Write out each of the following lines word for word, leaving out the pictures.

::: Dataset entries

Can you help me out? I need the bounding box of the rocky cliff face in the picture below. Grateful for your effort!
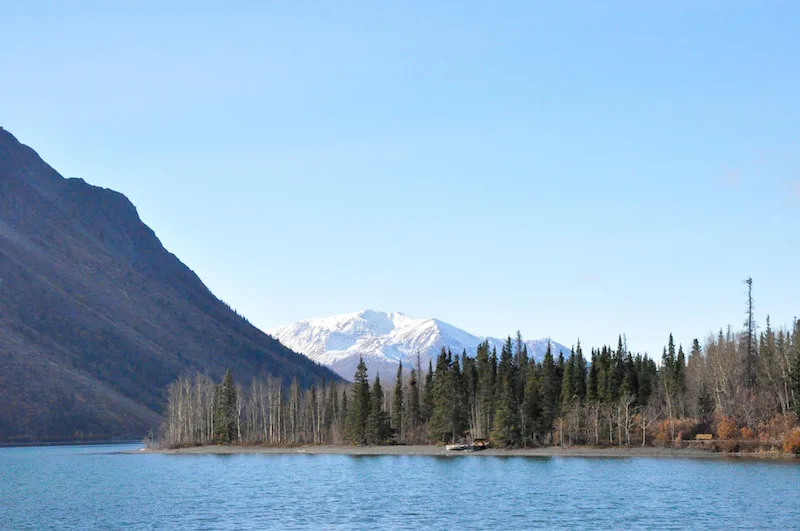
[0,129,336,441]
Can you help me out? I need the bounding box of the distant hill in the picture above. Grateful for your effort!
[268,310,570,379]
[0,128,338,442]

::::::

Exercise answer:
Can you help me out? I need the bounding box of the rocky cliff face in the picture below. Grateful for your effort!
[0,129,336,441]
Can you help me out? I need the bounding box of the distant hill in the picture above. Grateful for your effort!
[268,310,570,379]
[0,128,338,442]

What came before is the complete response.